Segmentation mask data
-*-*-

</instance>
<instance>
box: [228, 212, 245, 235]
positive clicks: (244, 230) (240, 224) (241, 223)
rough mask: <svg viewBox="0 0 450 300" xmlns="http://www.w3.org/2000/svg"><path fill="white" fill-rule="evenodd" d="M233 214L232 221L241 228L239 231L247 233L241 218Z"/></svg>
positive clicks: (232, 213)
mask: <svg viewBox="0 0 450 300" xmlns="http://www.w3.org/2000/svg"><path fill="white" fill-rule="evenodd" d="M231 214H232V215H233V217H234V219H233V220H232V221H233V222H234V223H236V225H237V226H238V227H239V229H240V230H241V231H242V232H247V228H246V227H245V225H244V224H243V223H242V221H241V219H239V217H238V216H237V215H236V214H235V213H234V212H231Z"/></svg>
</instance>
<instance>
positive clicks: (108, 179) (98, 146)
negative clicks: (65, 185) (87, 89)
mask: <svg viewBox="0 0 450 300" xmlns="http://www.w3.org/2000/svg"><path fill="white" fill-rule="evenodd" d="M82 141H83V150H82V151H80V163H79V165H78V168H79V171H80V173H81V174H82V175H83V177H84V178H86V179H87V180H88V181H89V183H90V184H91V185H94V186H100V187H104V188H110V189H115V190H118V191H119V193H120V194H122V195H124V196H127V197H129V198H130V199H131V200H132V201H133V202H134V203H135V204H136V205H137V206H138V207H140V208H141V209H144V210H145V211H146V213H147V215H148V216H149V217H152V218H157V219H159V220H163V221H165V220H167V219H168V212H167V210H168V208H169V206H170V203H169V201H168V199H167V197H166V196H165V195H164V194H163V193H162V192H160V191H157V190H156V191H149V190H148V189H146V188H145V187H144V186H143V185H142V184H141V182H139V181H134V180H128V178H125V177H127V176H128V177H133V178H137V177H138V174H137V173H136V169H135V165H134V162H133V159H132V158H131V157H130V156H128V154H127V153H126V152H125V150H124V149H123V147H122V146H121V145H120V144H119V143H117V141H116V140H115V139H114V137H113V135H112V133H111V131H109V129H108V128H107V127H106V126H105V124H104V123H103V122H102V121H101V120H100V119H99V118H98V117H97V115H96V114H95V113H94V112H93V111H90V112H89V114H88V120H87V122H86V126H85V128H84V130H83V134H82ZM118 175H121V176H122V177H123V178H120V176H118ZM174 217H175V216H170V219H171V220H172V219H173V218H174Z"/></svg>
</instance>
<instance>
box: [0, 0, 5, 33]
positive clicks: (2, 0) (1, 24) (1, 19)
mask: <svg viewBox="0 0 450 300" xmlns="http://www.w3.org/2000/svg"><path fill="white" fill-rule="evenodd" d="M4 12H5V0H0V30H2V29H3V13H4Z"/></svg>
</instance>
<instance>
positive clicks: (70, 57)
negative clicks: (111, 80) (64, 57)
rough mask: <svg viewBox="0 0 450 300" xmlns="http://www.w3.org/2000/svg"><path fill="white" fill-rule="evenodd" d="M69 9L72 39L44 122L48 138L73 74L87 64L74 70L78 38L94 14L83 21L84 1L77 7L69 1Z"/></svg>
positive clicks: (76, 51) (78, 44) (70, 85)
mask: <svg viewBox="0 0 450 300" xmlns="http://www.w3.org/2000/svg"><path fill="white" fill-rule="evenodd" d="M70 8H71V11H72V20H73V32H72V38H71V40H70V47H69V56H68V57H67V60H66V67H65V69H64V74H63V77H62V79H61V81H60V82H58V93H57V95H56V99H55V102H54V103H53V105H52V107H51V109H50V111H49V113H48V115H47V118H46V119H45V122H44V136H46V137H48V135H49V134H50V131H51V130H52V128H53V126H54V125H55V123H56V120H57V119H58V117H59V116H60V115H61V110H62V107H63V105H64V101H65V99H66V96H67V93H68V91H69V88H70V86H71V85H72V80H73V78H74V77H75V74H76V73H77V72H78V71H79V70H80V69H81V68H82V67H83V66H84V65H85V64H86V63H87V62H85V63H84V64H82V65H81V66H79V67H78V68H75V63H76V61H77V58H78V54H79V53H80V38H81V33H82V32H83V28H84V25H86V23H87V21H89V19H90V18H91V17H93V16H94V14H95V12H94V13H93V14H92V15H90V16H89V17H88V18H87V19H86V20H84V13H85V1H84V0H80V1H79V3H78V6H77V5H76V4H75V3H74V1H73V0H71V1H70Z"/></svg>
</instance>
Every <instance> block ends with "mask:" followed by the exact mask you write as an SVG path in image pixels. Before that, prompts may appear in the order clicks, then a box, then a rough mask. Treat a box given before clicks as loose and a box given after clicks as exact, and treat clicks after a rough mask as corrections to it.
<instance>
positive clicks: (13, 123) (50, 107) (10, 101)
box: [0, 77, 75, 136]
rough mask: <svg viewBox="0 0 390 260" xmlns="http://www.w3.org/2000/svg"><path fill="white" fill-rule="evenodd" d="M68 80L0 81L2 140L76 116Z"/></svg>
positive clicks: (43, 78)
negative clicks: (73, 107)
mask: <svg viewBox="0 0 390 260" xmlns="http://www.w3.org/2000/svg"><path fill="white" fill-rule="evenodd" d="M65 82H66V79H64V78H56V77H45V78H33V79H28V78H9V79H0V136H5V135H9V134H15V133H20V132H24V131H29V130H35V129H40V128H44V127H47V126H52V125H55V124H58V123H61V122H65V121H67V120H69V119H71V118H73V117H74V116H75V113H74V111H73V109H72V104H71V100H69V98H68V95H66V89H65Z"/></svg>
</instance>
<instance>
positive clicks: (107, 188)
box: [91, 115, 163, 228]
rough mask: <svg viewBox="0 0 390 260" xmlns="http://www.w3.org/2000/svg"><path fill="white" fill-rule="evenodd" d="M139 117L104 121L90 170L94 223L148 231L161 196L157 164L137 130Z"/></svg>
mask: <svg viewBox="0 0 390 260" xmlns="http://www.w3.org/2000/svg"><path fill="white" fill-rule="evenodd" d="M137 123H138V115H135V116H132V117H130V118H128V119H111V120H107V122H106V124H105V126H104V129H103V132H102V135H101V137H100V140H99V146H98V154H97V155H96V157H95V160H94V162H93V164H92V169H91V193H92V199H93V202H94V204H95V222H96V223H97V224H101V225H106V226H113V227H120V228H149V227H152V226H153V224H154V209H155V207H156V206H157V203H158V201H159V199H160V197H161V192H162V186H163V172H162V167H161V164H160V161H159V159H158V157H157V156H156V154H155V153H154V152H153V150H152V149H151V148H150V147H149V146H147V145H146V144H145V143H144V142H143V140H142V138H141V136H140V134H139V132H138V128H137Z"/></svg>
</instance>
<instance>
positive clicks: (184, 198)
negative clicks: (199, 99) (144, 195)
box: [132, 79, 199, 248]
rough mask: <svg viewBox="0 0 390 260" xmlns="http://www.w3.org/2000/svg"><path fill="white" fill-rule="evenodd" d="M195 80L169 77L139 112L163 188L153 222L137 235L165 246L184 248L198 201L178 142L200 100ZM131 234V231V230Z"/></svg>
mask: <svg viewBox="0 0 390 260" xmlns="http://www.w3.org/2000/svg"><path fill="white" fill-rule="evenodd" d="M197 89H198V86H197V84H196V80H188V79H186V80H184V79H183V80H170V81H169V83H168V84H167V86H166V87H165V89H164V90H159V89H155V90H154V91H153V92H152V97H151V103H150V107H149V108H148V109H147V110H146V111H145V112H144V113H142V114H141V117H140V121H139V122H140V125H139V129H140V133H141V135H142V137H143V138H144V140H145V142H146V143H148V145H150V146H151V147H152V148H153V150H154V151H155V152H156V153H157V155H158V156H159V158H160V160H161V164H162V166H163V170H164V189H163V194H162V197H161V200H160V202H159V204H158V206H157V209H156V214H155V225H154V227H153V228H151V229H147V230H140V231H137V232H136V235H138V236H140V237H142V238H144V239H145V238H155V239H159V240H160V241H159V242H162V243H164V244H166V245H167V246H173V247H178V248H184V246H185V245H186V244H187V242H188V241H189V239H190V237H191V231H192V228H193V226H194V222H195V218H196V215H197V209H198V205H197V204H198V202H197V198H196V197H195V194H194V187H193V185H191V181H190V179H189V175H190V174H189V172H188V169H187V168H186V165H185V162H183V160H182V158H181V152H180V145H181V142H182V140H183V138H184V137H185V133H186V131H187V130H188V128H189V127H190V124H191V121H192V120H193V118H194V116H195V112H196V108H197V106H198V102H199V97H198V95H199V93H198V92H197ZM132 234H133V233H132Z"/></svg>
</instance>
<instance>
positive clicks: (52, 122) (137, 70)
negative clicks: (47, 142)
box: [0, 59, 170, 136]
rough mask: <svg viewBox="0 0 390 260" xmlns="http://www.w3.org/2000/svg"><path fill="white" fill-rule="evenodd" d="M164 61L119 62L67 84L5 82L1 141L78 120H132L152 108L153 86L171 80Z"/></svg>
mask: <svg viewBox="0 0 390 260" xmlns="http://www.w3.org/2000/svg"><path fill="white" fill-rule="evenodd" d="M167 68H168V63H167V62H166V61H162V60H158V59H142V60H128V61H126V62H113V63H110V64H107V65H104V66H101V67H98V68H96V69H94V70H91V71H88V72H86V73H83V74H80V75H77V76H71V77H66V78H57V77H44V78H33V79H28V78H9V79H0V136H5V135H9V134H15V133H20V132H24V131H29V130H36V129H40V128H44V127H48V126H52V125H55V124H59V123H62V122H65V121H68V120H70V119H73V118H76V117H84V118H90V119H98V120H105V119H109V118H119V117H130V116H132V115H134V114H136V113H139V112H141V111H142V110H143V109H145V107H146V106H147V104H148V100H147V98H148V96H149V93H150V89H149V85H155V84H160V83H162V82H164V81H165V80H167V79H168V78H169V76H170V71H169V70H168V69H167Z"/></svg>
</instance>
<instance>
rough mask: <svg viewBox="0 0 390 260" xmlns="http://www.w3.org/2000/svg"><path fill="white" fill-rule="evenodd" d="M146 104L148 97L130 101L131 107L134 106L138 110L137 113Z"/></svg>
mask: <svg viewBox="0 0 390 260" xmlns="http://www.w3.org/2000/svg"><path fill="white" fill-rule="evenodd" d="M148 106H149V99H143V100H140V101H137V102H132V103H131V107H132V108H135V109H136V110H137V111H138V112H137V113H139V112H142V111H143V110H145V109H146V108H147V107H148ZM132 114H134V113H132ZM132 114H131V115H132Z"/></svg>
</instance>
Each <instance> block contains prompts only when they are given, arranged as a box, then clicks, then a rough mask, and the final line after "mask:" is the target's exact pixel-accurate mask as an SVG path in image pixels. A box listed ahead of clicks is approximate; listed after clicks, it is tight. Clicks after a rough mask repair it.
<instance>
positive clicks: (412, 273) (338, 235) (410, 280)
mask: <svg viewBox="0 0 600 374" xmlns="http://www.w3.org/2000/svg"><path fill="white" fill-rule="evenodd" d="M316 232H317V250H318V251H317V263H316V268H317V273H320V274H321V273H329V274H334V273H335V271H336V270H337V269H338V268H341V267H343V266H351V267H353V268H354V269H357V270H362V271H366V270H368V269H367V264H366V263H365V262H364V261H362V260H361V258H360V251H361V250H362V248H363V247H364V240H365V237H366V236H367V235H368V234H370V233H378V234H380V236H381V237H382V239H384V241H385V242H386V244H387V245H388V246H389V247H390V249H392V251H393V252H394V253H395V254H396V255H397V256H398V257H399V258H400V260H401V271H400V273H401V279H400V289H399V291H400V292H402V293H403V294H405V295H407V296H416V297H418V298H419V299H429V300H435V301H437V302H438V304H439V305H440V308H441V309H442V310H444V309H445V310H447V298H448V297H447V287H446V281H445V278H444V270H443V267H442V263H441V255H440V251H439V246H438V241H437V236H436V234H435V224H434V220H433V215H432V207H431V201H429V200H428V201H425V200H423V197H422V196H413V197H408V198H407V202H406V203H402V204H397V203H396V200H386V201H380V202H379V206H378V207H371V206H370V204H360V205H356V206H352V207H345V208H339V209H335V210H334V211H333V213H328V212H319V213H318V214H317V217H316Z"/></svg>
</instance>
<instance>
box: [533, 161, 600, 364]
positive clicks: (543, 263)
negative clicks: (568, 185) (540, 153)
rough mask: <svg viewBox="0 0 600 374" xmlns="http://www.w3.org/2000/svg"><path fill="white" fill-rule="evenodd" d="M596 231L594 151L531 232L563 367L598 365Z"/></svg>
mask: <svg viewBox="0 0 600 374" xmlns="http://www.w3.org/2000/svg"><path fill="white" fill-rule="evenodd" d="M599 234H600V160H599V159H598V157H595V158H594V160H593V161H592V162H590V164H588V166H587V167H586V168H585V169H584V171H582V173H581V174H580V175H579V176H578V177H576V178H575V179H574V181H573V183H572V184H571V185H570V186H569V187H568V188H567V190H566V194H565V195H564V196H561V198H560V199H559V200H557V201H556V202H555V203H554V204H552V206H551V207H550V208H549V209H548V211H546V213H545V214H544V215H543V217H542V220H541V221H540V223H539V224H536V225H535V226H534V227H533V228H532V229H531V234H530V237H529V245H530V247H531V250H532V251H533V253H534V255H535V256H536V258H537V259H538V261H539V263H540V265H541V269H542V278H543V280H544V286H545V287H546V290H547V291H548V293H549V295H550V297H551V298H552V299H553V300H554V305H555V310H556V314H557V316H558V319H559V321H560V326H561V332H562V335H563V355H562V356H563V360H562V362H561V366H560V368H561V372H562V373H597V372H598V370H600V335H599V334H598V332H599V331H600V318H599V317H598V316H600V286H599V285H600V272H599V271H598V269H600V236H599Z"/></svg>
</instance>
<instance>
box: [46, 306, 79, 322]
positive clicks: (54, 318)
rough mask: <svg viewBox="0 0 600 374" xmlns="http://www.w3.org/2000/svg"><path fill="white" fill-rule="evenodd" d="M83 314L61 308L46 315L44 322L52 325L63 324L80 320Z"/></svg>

-*-*-

Transcribe the records above from the line holding "positive clicks: (543, 263)" down to the line holding "negative clicks: (568, 185) (540, 153)", inclusive, without adding anything.

positive clicks: (543, 263)
negative clicks: (568, 185) (540, 153)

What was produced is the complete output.